SUPPLIED DATA ::
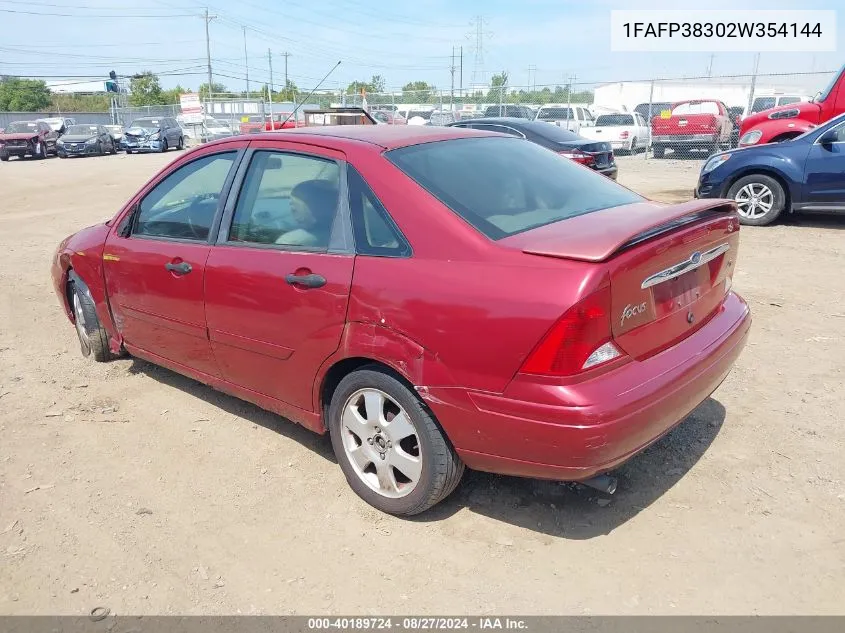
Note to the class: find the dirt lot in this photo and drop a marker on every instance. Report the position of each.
(128, 486)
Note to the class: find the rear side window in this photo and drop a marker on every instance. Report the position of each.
(504, 186)
(374, 229)
(183, 205)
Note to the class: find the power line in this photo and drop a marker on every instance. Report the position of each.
(76, 15)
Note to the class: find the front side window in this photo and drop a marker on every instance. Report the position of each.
(287, 200)
(505, 186)
(183, 205)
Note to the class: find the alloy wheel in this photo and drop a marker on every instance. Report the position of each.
(381, 443)
(754, 200)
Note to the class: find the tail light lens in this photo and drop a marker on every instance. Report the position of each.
(578, 156)
(580, 340)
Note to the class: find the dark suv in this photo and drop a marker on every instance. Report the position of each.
(153, 134)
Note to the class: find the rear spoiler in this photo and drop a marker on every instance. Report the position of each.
(595, 237)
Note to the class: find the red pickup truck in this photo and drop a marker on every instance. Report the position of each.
(701, 124)
(788, 121)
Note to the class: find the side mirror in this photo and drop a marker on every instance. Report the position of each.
(829, 138)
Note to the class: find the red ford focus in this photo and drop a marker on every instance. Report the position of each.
(434, 298)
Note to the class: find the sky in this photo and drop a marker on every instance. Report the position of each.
(538, 41)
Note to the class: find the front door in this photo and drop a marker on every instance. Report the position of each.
(155, 263)
(278, 280)
(824, 175)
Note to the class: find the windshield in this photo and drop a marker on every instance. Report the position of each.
(22, 127)
(554, 114)
(821, 95)
(503, 186)
(147, 124)
(614, 119)
(90, 130)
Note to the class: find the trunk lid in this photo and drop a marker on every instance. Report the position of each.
(666, 265)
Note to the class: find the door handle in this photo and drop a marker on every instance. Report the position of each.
(182, 268)
(309, 281)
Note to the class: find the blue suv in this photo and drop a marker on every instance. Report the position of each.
(806, 173)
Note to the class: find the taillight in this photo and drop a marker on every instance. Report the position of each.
(578, 156)
(580, 340)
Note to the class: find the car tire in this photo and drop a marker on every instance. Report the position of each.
(93, 338)
(770, 199)
(432, 469)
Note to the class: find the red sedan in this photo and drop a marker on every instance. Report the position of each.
(432, 297)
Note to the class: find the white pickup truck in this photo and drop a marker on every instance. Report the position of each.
(625, 132)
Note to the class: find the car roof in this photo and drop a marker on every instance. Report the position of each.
(384, 136)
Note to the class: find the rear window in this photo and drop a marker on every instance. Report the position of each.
(700, 107)
(504, 186)
(614, 119)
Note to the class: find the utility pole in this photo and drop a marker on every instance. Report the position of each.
(246, 65)
(753, 81)
(461, 92)
(270, 90)
(286, 55)
(208, 18)
(569, 116)
(452, 93)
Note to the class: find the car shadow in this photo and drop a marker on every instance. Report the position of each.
(573, 511)
(558, 509)
(253, 414)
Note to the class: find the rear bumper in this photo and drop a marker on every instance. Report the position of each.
(548, 430)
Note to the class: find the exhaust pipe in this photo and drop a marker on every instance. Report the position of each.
(604, 483)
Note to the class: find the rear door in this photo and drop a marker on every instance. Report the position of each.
(824, 173)
(279, 277)
(155, 260)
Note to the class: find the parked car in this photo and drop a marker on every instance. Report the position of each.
(388, 117)
(59, 124)
(153, 134)
(657, 107)
(597, 155)
(509, 110)
(765, 181)
(116, 132)
(570, 117)
(254, 124)
(33, 138)
(86, 140)
(773, 101)
(691, 125)
(384, 340)
(442, 117)
(788, 121)
(625, 132)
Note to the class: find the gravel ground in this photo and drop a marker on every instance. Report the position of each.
(128, 486)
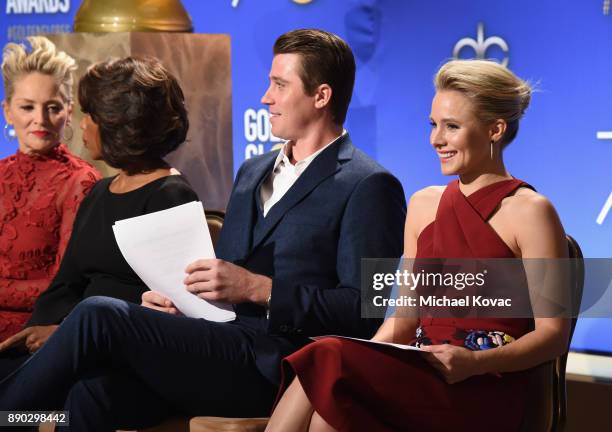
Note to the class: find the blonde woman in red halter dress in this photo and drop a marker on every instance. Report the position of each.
(470, 377)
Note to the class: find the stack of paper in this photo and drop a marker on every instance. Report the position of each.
(159, 246)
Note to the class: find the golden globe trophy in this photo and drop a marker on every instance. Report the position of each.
(201, 63)
(132, 15)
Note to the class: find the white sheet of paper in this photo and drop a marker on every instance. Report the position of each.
(158, 246)
(400, 346)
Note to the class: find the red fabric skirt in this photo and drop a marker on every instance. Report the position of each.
(357, 387)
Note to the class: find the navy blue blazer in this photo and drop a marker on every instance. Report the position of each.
(342, 208)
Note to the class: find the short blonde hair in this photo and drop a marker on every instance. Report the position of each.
(43, 58)
(493, 89)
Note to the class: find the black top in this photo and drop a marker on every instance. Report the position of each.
(93, 264)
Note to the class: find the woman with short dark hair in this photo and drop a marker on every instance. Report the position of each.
(134, 116)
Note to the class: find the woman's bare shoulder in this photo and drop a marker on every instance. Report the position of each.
(423, 206)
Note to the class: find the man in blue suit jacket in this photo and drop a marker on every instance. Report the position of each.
(298, 223)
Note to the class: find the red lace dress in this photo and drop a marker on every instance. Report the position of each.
(357, 387)
(39, 197)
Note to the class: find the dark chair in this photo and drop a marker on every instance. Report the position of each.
(546, 404)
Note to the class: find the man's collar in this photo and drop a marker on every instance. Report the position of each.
(285, 153)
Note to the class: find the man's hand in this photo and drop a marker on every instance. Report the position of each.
(29, 339)
(218, 280)
(454, 363)
(157, 301)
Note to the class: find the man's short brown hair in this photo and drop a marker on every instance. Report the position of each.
(140, 109)
(326, 59)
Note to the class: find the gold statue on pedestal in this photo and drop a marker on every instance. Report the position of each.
(103, 16)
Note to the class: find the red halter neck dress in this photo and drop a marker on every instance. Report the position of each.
(357, 387)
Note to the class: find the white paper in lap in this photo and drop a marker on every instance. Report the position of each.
(159, 246)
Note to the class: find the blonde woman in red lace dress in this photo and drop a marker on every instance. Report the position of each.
(42, 185)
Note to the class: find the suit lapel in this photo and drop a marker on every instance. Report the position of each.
(244, 208)
(323, 166)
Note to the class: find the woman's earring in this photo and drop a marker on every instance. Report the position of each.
(8, 136)
(67, 137)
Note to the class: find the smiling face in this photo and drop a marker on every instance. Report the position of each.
(461, 141)
(291, 109)
(38, 113)
(91, 137)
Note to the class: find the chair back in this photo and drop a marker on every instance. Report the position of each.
(546, 403)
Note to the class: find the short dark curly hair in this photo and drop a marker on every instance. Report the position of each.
(140, 110)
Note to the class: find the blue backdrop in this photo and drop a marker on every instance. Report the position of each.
(563, 46)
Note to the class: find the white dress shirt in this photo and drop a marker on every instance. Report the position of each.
(285, 174)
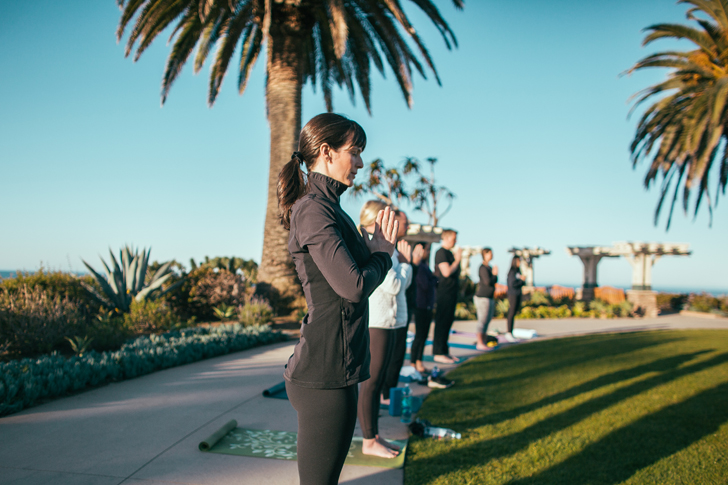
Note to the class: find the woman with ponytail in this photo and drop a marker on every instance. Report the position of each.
(339, 268)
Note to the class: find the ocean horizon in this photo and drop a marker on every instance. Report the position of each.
(4, 274)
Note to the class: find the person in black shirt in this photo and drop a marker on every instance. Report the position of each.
(515, 281)
(338, 268)
(483, 299)
(447, 270)
(426, 286)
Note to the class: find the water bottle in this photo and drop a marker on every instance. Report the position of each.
(441, 433)
(406, 405)
(395, 401)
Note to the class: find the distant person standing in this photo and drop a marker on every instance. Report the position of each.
(387, 315)
(515, 281)
(426, 286)
(483, 299)
(447, 270)
(399, 347)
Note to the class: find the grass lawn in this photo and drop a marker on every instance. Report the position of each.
(637, 408)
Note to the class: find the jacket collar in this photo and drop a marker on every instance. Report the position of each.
(327, 187)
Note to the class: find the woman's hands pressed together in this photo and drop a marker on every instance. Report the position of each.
(405, 252)
(384, 236)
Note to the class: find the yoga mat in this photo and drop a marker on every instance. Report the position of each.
(281, 445)
(277, 392)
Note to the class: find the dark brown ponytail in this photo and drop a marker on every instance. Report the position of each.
(330, 128)
(291, 187)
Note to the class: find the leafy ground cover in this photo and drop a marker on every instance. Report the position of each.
(637, 408)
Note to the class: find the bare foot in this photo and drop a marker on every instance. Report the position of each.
(375, 448)
(444, 359)
(386, 443)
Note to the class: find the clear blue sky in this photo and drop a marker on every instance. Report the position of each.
(530, 128)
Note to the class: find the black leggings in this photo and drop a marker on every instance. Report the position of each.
(380, 346)
(514, 302)
(399, 348)
(423, 319)
(444, 316)
(326, 421)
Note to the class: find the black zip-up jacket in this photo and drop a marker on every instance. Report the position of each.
(486, 285)
(514, 282)
(338, 273)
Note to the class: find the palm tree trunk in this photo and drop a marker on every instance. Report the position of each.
(283, 98)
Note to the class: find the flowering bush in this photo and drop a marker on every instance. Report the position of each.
(23, 382)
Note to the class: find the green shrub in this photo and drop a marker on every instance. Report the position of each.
(34, 321)
(527, 312)
(704, 302)
(563, 311)
(256, 312)
(671, 302)
(150, 316)
(466, 289)
(213, 287)
(598, 307)
(24, 382)
(623, 309)
(501, 307)
(65, 285)
(464, 312)
(129, 281)
(538, 298)
(247, 267)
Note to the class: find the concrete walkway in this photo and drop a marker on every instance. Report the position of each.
(146, 430)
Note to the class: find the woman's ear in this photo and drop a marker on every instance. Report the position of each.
(325, 151)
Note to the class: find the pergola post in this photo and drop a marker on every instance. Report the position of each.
(590, 256)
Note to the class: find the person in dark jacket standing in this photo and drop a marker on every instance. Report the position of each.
(338, 268)
(426, 284)
(483, 299)
(515, 281)
(447, 270)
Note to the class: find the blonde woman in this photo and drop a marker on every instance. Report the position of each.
(387, 313)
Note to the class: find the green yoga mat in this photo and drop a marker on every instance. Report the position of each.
(281, 445)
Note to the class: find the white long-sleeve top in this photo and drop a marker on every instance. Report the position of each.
(388, 303)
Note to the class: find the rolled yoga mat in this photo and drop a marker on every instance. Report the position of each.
(207, 444)
(281, 445)
(277, 392)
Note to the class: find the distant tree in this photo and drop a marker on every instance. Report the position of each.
(334, 42)
(427, 196)
(386, 184)
(684, 130)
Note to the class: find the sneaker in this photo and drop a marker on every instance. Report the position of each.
(439, 382)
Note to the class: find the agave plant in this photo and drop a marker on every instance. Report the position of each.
(127, 282)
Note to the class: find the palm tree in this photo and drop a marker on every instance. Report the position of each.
(329, 42)
(683, 132)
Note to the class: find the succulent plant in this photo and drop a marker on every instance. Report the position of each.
(127, 281)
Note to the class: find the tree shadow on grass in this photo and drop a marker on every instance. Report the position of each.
(660, 365)
(627, 450)
(569, 352)
(487, 450)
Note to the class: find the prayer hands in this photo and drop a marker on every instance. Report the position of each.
(385, 231)
(405, 252)
(418, 253)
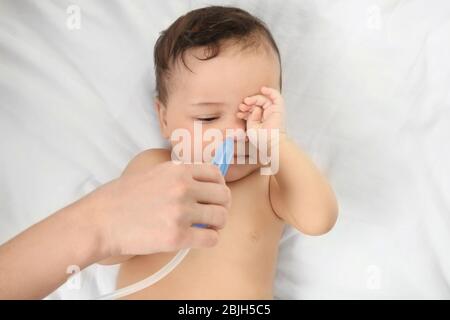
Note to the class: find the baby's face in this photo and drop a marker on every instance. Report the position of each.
(212, 92)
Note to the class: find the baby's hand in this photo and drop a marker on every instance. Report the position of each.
(263, 111)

WHAT YOU HAVE TO DO :: Skip the pictures and write out exactly the lines from the line containing "Note to the class: find the tree" through the end of the listing above.

TASK ANSWER ::
Note to the class: find the tree shadow on grass in this photo and drop a marker on every instance. Report the position of each.
(660, 365)
(627, 450)
(569, 352)
(487, 450)
Note to the class: find the prayer hands in this photo and drop a marker on every instance. Report the position of each.
(385, 231)
(405, 252)
(418, 253)
Note to the class: find the baby's face in this photo and drop a marker on every instance. Report the position of each.
(212, 92)
Note to the class: find the baby's hand in this photo and drop a marker on every instance. Report the position of each.
(263, 111)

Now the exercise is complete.